## START

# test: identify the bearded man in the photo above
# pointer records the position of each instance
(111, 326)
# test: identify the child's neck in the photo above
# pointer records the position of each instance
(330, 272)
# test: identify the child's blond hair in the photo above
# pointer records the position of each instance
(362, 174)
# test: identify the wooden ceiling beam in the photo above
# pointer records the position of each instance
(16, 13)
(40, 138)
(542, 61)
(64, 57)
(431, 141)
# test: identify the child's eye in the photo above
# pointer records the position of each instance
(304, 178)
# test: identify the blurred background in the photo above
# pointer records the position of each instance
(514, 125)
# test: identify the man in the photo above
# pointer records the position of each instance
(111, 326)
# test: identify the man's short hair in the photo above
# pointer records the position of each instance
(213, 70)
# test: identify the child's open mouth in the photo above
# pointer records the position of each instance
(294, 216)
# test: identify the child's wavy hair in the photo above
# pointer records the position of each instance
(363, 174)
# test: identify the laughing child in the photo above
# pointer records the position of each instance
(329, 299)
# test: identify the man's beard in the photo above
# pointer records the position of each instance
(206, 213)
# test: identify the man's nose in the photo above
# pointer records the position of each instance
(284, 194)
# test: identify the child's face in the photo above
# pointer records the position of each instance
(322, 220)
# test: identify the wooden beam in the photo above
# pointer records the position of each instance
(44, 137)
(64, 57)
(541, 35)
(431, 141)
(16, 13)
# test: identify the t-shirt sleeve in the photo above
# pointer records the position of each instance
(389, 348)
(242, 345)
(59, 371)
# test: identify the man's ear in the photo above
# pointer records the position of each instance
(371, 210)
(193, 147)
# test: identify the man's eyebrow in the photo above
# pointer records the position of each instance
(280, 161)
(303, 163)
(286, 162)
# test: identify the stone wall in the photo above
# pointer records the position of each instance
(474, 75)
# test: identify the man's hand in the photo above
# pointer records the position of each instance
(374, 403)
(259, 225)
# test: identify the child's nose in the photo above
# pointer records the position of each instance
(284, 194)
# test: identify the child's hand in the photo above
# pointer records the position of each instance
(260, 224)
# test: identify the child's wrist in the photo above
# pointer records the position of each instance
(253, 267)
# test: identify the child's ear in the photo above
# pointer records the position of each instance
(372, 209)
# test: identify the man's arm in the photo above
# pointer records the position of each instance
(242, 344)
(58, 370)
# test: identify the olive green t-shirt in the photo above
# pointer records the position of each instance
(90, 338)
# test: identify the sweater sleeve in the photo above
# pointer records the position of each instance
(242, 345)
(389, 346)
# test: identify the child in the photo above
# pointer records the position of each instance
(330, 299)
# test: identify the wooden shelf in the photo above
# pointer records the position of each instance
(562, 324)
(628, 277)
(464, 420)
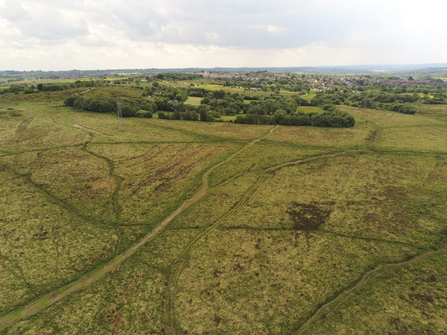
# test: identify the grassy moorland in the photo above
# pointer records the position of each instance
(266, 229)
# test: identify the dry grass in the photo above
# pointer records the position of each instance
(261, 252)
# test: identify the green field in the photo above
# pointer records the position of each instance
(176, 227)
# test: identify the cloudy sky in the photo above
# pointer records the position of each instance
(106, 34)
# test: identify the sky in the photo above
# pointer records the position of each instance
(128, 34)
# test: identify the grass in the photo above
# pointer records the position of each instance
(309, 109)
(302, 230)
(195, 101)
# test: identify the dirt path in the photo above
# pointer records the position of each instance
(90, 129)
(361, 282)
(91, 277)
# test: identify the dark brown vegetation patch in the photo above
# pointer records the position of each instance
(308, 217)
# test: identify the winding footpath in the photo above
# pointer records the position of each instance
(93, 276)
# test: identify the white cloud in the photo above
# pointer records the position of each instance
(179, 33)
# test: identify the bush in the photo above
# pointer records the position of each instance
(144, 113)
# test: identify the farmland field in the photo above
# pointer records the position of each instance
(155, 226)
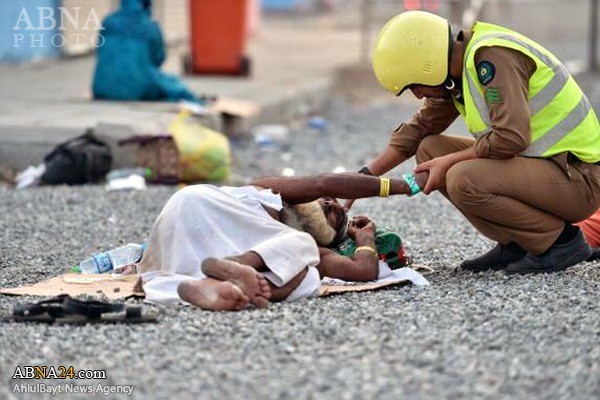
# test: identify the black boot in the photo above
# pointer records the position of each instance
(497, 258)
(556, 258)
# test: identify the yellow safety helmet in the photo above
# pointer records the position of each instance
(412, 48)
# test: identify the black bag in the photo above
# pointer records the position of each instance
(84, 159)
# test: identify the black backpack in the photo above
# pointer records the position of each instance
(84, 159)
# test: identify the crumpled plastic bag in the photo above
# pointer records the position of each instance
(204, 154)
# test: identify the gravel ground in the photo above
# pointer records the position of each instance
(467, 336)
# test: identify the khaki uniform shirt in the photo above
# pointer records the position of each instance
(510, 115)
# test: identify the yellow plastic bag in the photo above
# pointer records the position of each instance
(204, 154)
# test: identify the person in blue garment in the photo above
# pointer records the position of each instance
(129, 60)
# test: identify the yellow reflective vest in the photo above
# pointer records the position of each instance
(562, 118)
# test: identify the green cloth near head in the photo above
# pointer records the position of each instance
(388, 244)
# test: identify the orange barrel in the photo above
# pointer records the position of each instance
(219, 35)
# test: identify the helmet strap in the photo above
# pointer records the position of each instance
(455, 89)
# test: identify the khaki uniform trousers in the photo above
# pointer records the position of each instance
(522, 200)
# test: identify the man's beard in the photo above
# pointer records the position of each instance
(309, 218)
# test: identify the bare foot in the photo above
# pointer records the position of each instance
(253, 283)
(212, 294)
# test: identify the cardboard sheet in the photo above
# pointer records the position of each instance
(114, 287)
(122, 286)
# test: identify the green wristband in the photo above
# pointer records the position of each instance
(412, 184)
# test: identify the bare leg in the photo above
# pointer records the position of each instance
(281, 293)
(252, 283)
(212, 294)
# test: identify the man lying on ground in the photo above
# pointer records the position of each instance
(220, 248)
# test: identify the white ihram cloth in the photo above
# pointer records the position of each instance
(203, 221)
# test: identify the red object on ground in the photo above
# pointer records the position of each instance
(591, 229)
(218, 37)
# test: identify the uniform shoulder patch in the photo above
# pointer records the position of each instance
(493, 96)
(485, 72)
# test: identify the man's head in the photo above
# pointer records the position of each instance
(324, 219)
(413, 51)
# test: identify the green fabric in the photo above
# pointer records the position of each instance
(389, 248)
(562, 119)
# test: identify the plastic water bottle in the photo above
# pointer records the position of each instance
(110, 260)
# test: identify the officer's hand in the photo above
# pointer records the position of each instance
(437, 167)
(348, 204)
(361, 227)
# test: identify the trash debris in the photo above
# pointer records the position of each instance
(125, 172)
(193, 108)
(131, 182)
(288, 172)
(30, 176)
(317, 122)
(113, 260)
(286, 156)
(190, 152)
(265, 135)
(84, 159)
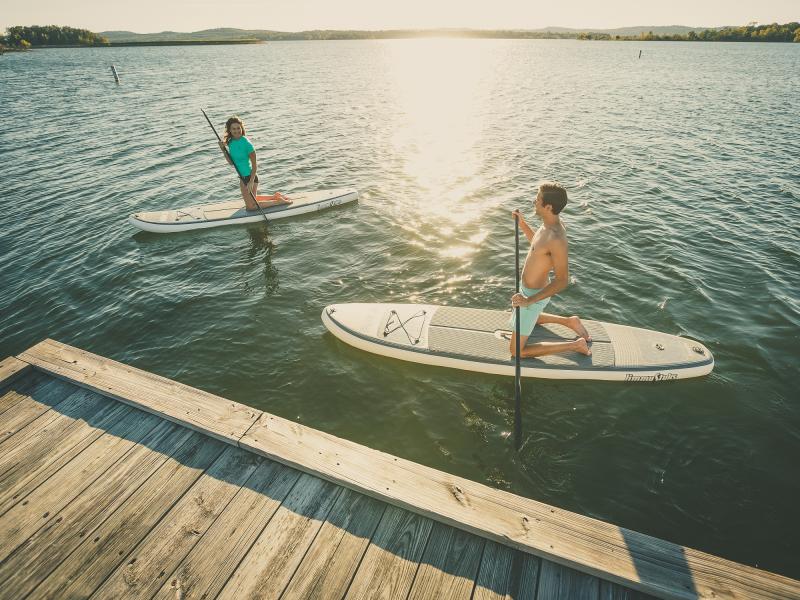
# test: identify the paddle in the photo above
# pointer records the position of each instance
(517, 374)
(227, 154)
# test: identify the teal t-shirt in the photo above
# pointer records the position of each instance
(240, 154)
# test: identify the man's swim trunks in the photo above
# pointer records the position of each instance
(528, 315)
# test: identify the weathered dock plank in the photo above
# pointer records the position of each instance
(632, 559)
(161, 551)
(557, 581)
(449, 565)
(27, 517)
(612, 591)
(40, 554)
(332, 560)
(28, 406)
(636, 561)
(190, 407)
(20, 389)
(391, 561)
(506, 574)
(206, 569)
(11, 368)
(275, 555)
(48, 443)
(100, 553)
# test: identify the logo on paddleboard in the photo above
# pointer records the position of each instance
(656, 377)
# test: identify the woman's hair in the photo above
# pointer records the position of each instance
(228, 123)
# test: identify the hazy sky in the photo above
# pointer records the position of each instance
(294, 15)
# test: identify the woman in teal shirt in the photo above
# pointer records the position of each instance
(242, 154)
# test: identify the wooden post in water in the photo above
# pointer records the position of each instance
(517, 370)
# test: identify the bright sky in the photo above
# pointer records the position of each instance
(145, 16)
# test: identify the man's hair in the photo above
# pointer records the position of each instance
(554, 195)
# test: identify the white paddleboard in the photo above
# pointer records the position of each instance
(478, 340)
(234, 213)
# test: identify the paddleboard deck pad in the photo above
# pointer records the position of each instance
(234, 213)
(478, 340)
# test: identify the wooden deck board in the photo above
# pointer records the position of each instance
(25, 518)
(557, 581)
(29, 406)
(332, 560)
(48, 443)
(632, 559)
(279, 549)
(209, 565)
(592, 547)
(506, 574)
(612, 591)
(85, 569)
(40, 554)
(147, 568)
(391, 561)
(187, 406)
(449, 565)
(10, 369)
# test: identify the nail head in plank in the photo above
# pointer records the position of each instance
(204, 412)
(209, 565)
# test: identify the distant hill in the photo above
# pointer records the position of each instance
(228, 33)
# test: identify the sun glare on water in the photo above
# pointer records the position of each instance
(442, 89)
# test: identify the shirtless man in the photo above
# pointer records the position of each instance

## END
## START

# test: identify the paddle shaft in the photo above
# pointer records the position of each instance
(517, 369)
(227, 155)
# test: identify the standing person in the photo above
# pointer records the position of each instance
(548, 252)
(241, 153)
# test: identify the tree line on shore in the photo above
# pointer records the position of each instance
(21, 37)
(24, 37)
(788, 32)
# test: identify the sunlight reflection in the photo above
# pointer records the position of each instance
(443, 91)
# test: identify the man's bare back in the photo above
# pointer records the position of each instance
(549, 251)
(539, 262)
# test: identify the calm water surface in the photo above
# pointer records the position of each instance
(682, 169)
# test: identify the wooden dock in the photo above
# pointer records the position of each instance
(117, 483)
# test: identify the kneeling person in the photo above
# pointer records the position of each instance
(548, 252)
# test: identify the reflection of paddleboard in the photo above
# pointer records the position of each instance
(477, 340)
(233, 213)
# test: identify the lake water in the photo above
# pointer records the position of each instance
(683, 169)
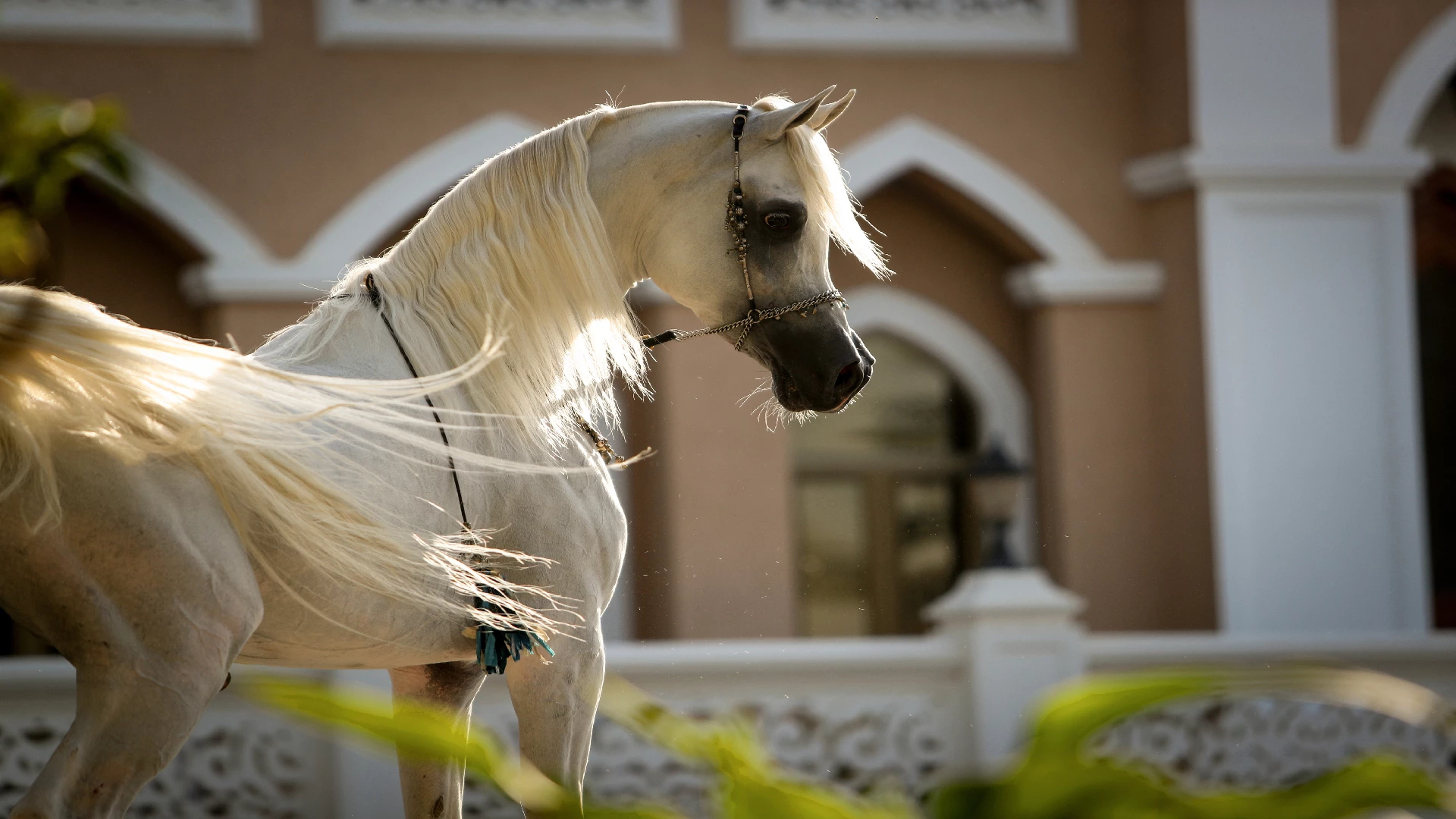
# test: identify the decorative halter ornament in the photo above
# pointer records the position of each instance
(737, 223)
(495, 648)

## END
## START

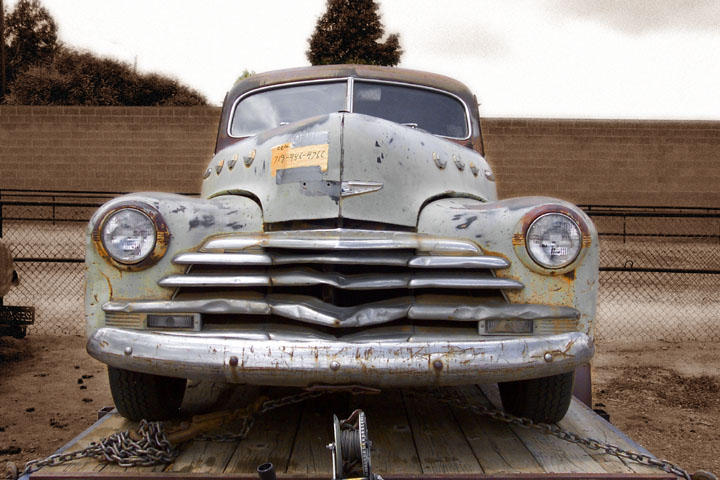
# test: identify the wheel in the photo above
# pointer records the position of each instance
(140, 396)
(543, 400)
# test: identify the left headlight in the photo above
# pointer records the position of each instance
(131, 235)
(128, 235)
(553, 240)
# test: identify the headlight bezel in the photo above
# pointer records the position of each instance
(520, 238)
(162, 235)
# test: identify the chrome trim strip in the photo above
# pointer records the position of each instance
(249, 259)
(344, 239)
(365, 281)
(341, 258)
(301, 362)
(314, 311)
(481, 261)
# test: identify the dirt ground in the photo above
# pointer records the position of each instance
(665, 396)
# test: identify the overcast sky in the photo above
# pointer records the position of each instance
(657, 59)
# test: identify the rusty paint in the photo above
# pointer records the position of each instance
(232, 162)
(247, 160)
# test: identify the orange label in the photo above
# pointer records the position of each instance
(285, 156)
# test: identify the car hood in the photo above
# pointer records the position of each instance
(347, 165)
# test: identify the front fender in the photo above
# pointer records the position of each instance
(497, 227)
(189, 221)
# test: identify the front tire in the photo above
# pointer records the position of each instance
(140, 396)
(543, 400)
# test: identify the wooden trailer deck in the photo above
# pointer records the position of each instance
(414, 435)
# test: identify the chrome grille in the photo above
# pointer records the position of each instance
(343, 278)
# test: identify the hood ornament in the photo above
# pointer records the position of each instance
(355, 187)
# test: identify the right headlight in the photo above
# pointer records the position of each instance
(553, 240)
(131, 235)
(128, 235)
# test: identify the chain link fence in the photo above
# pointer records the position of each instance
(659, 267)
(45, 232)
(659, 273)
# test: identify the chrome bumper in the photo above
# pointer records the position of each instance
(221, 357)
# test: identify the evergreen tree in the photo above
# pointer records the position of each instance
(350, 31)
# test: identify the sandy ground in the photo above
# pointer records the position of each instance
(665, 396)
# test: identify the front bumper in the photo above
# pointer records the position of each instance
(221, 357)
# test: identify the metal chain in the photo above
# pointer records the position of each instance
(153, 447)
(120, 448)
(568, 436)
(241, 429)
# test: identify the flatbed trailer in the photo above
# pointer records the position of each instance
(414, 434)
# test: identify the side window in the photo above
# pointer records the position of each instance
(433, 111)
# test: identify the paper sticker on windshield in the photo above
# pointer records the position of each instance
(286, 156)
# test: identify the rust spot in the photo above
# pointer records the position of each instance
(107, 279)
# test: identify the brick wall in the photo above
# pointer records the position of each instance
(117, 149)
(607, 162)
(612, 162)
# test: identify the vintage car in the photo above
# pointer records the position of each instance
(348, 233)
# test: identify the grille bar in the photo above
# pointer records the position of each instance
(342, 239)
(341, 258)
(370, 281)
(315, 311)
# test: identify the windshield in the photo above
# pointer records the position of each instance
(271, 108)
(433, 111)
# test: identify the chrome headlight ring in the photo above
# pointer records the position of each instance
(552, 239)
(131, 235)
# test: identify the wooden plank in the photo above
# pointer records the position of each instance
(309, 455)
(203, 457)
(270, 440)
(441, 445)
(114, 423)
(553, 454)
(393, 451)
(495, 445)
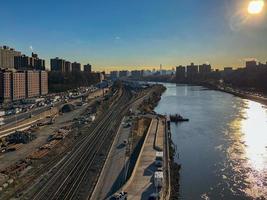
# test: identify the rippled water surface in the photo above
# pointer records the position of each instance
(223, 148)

## END

## [TASK REQUIREMENTS]
Extract every line of the material above that contains the string "chrome". Matching is case-sensitive.

## [ANSWER]
# test: identify the chrome trim strip in the photo above
# test: identify the chrome grille in the photo above
# test: identify the chrome bumper in the photo above
# test: identify the chrome headlight ring in the photo above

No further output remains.